Dataset excerpts -
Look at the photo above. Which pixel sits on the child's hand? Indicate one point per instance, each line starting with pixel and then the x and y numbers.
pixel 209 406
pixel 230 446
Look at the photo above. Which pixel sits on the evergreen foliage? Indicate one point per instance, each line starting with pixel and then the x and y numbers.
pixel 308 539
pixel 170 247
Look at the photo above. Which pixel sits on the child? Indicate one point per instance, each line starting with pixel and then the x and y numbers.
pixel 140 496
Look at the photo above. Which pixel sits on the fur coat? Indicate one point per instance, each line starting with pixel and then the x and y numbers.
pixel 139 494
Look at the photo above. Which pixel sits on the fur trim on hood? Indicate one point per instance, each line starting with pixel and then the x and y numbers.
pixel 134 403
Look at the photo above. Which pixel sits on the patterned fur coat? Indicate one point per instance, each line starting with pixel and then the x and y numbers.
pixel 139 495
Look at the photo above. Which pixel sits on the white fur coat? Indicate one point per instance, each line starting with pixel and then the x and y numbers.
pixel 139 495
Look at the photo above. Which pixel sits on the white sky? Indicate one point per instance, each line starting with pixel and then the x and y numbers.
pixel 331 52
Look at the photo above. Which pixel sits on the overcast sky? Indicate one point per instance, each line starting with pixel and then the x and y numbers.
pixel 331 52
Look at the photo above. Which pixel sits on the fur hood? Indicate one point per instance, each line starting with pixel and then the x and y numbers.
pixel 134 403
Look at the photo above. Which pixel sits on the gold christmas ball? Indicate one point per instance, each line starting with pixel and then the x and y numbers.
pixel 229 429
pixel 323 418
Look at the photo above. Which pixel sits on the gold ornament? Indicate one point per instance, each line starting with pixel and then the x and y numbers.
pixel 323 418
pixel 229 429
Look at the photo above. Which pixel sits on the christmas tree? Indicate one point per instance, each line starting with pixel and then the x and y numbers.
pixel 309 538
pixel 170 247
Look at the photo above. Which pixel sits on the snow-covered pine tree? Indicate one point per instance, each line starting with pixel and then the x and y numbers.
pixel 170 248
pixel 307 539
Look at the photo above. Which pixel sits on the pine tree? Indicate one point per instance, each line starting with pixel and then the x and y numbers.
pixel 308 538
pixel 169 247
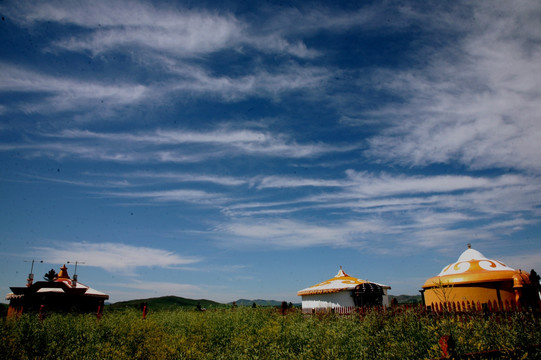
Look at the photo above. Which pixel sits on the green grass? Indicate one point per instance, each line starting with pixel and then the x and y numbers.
pixel 262 333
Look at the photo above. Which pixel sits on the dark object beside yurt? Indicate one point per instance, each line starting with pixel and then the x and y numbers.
pixel 368 294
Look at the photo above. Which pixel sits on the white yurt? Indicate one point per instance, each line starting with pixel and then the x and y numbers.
pixel 342 293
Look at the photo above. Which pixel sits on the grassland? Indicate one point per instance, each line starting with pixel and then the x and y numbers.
pixel 262 333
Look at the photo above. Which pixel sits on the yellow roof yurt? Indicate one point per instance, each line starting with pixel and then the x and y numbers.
pixel 342 293
pixel 475 278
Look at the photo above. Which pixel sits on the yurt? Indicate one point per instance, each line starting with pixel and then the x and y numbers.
pixel 342 293
pixel 475 278
pixel 62 294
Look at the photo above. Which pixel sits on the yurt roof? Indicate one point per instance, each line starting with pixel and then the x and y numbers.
pixel 471 267
pixel 340 282
pixel 61 285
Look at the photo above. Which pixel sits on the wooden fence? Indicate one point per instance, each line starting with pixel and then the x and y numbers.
pixel 436 308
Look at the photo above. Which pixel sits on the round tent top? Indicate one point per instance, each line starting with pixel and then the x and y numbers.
pixel 63 274
pixel 340 282
pixel 471 267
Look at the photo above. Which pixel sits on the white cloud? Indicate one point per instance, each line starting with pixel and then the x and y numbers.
pixel 285 233
pixel 176 195
pixel 477 102
pixel 66 93
pixel 112 256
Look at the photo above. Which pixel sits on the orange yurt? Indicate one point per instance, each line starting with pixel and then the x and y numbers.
pixel 475 278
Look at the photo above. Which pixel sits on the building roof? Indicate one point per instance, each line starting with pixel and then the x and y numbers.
pixel 61 285
pixel 472 267
pixel 340 282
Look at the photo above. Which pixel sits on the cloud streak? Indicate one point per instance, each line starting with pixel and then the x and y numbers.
pixel 115 257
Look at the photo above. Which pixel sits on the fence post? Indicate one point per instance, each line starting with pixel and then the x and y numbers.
pixel 447 345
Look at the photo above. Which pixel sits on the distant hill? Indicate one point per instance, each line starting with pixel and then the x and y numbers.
pixel 406 299
pixel 166 302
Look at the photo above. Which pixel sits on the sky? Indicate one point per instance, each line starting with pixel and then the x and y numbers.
pixel 239 149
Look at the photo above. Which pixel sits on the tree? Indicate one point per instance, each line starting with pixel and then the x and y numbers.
pixel 50 276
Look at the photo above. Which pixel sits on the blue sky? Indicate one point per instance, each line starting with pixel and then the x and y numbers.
pixel 229 150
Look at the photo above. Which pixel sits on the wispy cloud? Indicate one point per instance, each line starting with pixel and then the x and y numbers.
pixel 114 257
pixel 480 108
pixel 63 93
pixel 169 145
pixel 284 233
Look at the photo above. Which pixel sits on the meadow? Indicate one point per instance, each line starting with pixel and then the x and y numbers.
pixel 264 333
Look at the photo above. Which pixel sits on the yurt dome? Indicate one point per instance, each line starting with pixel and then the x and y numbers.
pixel 475 278
pixel 343 292
pixel 472 267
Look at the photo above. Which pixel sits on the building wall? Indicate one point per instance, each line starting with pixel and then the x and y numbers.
pixel 327 301
pixel 333 300
pixel 480 292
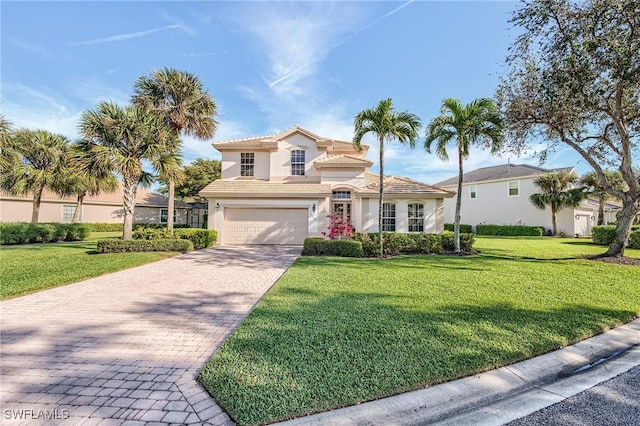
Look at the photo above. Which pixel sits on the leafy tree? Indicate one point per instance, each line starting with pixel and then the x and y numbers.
pixel 198 174
pixel 41 157
pixel 557 193
pixel 388 125
pixel 574 80
pixel 181 100
pixel 591 181
pixel 121 138
pixel 477 123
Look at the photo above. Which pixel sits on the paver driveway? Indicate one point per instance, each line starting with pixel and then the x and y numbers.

Exercise details - The answer should be an exact restatement of every entry, with the pictures omitted.

Answer to the exercise -
Look at the photo above. Which pixel sits on the child's hand? Indicate one point per instance, each line starting with pixel and then the x and y numbers.
pixel 209 406
pixel 230 446
Look at the photo above. Which pixel sits on the evergreen foliage? Indicate one point per instance, each line starting with pixel and then the x and y numbers.
pixel 308 539
pixel 170 247
Look at the photo above. Which pixel sits on the child? Indicate one point per instance, each line starting with pixel and then the x and y numbers.
pixel 140 496
Look at the photo above. Which pixel sits on the fur coat? Indicate one point per instance, each line starting with pixel and then the x and y numbers.
pixel 139 494
Look at the photo above. Which pixel sits on the fur trim on hood? Indicate one point per instance, each line starting with pixel and then the x and y numbers.
pixel 134 403
Look at the photo above. Which pixel sits on the patterned fur coat? Indicate one point per instance, each line starting with pixel and then the x and y numbers.
pixel 139 495
Look at the photo above. Which pixel sits on the white fur coat? Indicate one point per instance, each line starting with pixel and then the x and y numbers.
pixel 139 495
Look at the photo above. Which pixel sits on the white sky? Indicate one point per instance, each line starting with pixel and then the x and y numbers.
pixel 331 52
Look at the photo above. Which pixel sits on the overcast sky? Indicate one point per instance, each line starting with pixel and then the x and y numbers.
pixel 331 52
Look at the photo above. Which pixel sits on the fur hood? Indicate one point per instance, each line starting with pixel and then the x and y numbers.
pixel 134 403
Look at the photo above. Which pixel sits on the gold christmas ball? Indicate one point per instance, each line starting with pixel and then the x and y numbers.
pixel 229 429
pixel 323 418
Look at the photo above. Which pixel sits on the gold ornament? Indicate one point per instance, each line starting with pixel and then the x and y numbers.
pixel 323 418
pixel 229 429
Look at the photo above. Which pixel sits on the christmas tree? Indicate one point per instance, each line starting with pixel and then the x and y numbers.
pixel 309 538
pixel 170 247
Look at the photo above. Which pixel sits on the snow-covered pine tree? Indicate one point per instance, each line starting with pixel and then the x and y numbers.
pixel 170 248
pixel 307 539
Look at the photo above. Which pixel sits on the pine tree? Indicate one point per instance, each line starting with pixel and then the x and y numbers.
pixel 308 538
pixel 169 247
Look at the photo above. Which pixel sits on the green grass? Indicate one point per instance, each line starting with pixel and then the x and y numbers.
pixel 262 333
Look at the photo above. Which pixel sits on the dark object beside yurt? Indicate one point per instance, each line starting with pixel and then the x and y numbers.
pixel 368 294
Look at the photo above. Which pixel sits on the white yurt? Indicate one point per instance, each line starting with pixel and then the x and y numbers.
pixel 342 293
Look at the photo above. Which pixel sits on the grassland? Indicate one point per instance, each line starting with pixel and then the x and y numbers.
pixel 262 333
Look at the photo above. Which pixel sits on the yellow roof yurt? Indicate one point per instance, each line starting with pixel and then the x and y numbers.
pixel 342 293
pixel 475 278
Look at the photo above. Which pixel sits on the yurt? Indicate one point per instance, each line starting with pixel and then the x and y numbers.
pixel 342 293
pixel 475 278
pixel 62 294
Look at the photo above. Which pixel sits on the yurt roof? Indicate one point per instance, each line starting with pixel and then the x and y numbers.
pixel 471 267
pixel 340 282
pixel 61 285
Look at the photo above. Which pixel sits on the wooden fence? Indicate one point per instance, each line starting with pixel and then the x and y numbers.
pixel 436 308
Look at the photo above. Which pixel sits on the round tent top? Indicate one point per instance, each line starting with pixel and then the x and y numbers.
pixel 63 274
pixel 340 282
pixel 471 267
Look at the photo above. Which pixel sits on the white cloud? Indicate one point per instance, each line starting with pixel and then the x and y numbers.
pixel 285 233
pixel 176 195
pixel 477 102
pixel 66 93
pixel 112 256
Look at the photo above. Which pixel sits on the orange yurt? Indicate one point per instance, each line starting with pixel and then the x and y numbers.
pixel 475 278
Look at the photo above. Which pixel sits on the building roof? Indicate one point per instance, each line starting with pixel and then the x and y numbers.
pixel 61 285
pixel 472 267
pixel 340 282
Look at the photo above. Which pixel sits on the cloud streak? Indicate one point per instance, each line starting with pixel and then the x and y numbers.
pixel 115 257
Look at the photo above. Which pixel sits on the fence post? Indicate one point per instance, each line starting with pixel and then the x and y numbers.
pixel 447 345
Look at the photo above. Which pixel sits on the distant hill? Indicate one point per instance, each line starting with pixel and then the x and y numbers.
pixel 406 299
pixel 166 302
Look at the photo above. Which pixel sits on the sky? Indicate one point per instance, each line starting with pixel and then the x and y numbers.
pixel 239 149
Look at the photo above. Which pixel sits on the tree? Indicate one point per instance, each line starting with pixel and then the x and y numbers.
pixel 50 276
Look at the photo above. Which pixel sits on the blue sky? Indicate one point per instance, each line starting with pixel and then the x and y numbers.
pixel 229 150
Look at the photo above. Which pixel sits on the wispy cloud? Indicate one point per instance, each line starting with pixel and then the x and y numbers.
pixel 114 257
pixel 480 108
pixel 63 93
pixel 169 145
pixel 284 233
Look at the photo above. Which pixel sits on the meadow? Indicate one point per instance, each line starting with pixel and then the x and y numbers.
pixel 264 333
Look at the photo above. Which pixel sits on the yurt dome? Indicate one point per instance, each line starting with pixel and then the x and y numbers.
pixel 475 278
pixel 343 292
pixel 472 267
Look at the photo above. Which pixel sits on the building wall? Indicate one point per instance, each line starting with pixel and then the x and y numbers.
pixel 327 301
pixel 333 300
pixel 480 292
Look at the photo above. Which pixel sits on the leafy tree? Indicate one point per instance, each line starting with pixel and then the x and y numbers.
pixel 198 174
pixel 41 157
pixel 557 193
pixel 388 125
pixel 574 80
pixel 181 100
pixel 591 181
pixel 121 138
pixel 477 123
Look at the photo above. Which pixel sits on the paver driveway? Indicate one point per instance, each line starting with pixel and then the x and y numbers.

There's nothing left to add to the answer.